Fragment:

+-------+

Modelki czytające książki w sklepowych witrynach pojawiły się we Wrocławiu. W ten sposób wrocławska biblioteka i ogólnopolska marka odzieżowa pokazały, że literatura i moda mogą się wzajemnie wspierać.
Czy książka może być modna? Zawsze. Tak jak zawsze modne są jeansy. Z takiego przeświadczenia powstał projekt „Modna Książka Jeans & Audiobook”, zrealizowany we Wrocławiu przez Miejską Bibliotekę Publiczną w partnerstwie z firmą odzieżową „Big Star”. Z okazji objęcia przez stolicę Dolnego Śląska tytułu Światowej Stolicy Książki UNESCO, w witrynach pięciu wrocławskich sklepów „Big Star” pojawiły się żywe manekiny z książką w ręku. Dziewczęta uczestniczące w happeningu wystąpiły w strojach tejże firmy oraz z wybraną przez siebie ulubioną książką.
–Chcieliśmy z promocją czytelnictwa wyjść poza przestrzeń kultury, w takie niecodzienne dla literatury, komercyjne otoczenie. Chcieliśmy spojrzeć na książkę w innym wymiarze – wyjaśnia Katarzyna Kabat z Miejskiej Biblioteki Publicznej we Wrocławiu, koordynatorka projektu.

+-------+

Pokazane dane:

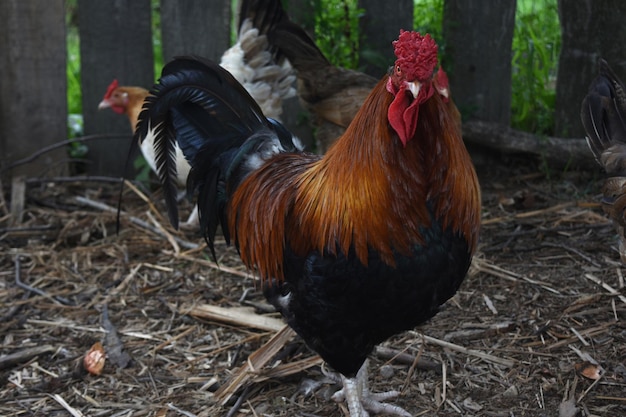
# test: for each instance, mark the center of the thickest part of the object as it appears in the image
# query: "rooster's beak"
(104, 104)
(414, 88)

+-------+

Zadanie pisemne:
Na podstawie fragmentu o projekcie z książkami w witrynach odpowiedz krótko:
1. Jaki tytuł objął Wrocław, z okazji którego pojawiły się żywe manekiny?
2. W witrynach ilu wrocławskich sklepów „Big Star” stanęły dziewczęta z książkami?
3. Jaką funkcję w projekcie pełni Katarzyna Kabat?

Odpowiedź:
1. Tytuł Światowej Stolicy Książki UNESCO.
2. W witrynach pięciu sklepów.
3. Jest koordynatorką projektu.